**Task data**.
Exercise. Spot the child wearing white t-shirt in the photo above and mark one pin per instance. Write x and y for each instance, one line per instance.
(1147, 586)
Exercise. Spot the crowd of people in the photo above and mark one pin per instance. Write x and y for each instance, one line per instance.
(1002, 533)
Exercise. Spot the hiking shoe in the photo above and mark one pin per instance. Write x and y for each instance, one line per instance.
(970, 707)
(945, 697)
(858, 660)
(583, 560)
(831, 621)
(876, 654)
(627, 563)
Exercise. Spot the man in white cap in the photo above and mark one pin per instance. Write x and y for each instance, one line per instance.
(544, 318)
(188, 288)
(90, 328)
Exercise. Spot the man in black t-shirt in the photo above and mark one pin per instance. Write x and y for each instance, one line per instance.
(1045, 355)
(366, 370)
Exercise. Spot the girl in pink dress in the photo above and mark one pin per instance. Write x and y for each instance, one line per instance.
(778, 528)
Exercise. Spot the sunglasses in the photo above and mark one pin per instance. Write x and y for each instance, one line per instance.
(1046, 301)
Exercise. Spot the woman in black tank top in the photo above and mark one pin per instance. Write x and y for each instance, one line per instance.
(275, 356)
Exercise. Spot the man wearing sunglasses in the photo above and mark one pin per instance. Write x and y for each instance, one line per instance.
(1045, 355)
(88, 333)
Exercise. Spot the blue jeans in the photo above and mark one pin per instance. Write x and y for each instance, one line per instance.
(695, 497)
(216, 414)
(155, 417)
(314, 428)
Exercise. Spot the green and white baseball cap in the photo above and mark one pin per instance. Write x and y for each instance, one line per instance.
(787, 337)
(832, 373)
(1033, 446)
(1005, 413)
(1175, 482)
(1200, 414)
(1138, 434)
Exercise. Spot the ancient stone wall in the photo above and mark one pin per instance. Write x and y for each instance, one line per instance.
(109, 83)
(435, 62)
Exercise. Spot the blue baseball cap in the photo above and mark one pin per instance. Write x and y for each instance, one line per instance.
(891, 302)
* * *
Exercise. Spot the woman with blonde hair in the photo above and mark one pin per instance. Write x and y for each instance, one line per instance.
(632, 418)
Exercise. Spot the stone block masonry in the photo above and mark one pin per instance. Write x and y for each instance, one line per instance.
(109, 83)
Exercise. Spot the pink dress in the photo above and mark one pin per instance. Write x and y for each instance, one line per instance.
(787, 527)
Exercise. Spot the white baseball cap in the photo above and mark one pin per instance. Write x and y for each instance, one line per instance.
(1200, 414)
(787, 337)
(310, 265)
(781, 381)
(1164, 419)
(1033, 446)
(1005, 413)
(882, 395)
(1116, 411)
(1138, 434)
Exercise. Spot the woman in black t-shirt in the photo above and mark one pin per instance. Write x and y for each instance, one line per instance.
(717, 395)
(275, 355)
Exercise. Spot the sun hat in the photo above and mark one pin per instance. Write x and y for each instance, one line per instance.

**What is being asked**.
Please, from the material above, copy only the lines from the line with "Exercise. Spot the stone" up to and including the line with "Exercise. Spot the sun hat", exactly as written.

**Result for this task**.
Exercise. Spot the stone block masonry in the photo above and mark one pin per instance. Write x and y for each instance, one line per instance.
(109, 83)
Exercise. Spot the pink dress in the photo above and mark one pin per instance. Write x and y for each instance, one line per instance.
(787, 527)
Exercise. Spot the white baseball cap in the photo above and mark one pin per instance. Write x and y for each instance, one line per instance.
(1200, 414)
(787, 337)
(310, 265)
(781, 381)
(1164, 419)
(1033, 446)
(1005, 413)
(882, 395)
(1116, 411)
(1138, 434)
Exercise. Spot the woman in black t-shirt in the photo above and mark one pin per instance. Write x and y for each instance, one line per instance.
(717, 395)
(275, 355)
Exercise. Spot the sun hat in the photo above and mark one pin per instance. Write x and y for each instance, one line per instance.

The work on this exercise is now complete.